- _PROVIDED TEXT_:
■ ■ ■
Science (from
scientia, Latin for "knowledge")
has come to mean a body of knowledge, or a method of study devoted to
developing this body of
knowledge, concerning the
universe gained through methodological
observation and
experimentation. The
scientific method consists of different principles and procedures that
are useful in acquiring scientific knowledge. Exactly what constitutes
science and scientific methods are subjects studied by the
philosophy of science.
Science or rather scientific laws and theories rest upon certain
assumptions. One principle in particular is
induction. Induction is a presupposition that the sequence of events
in the future will occur as they always have in the past or that things in
the universe will always act in the same way under the same conditions.
For example, by induction the theory of gravity implies that a rock,
thrown into the air with less than
escape velocity will always fall back down just as other objects
thrown into the sky have done in the past. It is by the assumption of
induction that a scientific law or theory derives its primary strength to
predict future events and explain past ones. The philosopher
David Hume first attacked this assumption in what is known as the
problem of induction.
Implicit in science's devotion to acquiring knowledge about the
universe is an assumption that there is a reality that exists independent
of a mind (or minds) perceiving it. This view,
realism, holds that the universe (atoms, animals, gravity, stars,
wind, microbes, etc.) exists independent of our observation. Under this
view, the (approximate)
■ ■ ■
- _REQUIRED TASKS_:
1: In the science passage, which philosopher first attacked the assumption of induction?
2: Condense the paragraph in the science passage that begins "Science or rather scientific laws and theories rest upon certain assumptions," keeping its main facts.
3: Carry the science passage forward from its final words, "Under this view, the (approximate)".

- _INFORMATION SHOWN_:
■ ■ ■
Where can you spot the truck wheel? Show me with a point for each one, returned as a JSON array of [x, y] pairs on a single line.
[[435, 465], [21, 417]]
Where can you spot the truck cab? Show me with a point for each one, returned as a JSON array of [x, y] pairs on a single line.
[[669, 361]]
■ ■ ■
- _OUTPUTS IN ORDER_:
1: David Hume.

2: Scientific laws and theories rest on assumptions, chiefly induction: the premise that events will keep occurring as they have in the past and that things act the same way under the same conditions. For instance, gravity implies that a rock thrown with less than escape velocity will always fall back, like objects before it. Induction gives laws and theories their main power to predict future events and explain past ones. David Hume first challenged this assumption in what is called the problem of induction.

3:
truth of scientific knowledge is taken at face value.
Some of the findings of science under this view can be quite
extraordinary to a non-scientific mind in light of every day common
observation. Atomic theory, for example, implies that a granite boulder
which appears as heavy, hard, solid, grey, etc. is actually a combination
of subatomic
particles moving very rapidly in an area consisting mostly of empty
space.
Philosophers sometimes distinguish between the actual reality of things
within the universe, which may or may not be fully perceivable by humans,
and our perception of things within the universe.
Immanuel Kant coined the phrases
phenomena (the universe as humans experience it) and
noumena[?] (things-in-themselves).
Realism, however, is not necessary to science.
Instrumentalism[?], for example, posits that while entities, such as
atoms, help explain and predict data from experiments, these entities
do not necessarily exist. This approach is favored by some when it comes
to committing to the ontological status of a scientific entity which may
seem
unobservable[?] in principle.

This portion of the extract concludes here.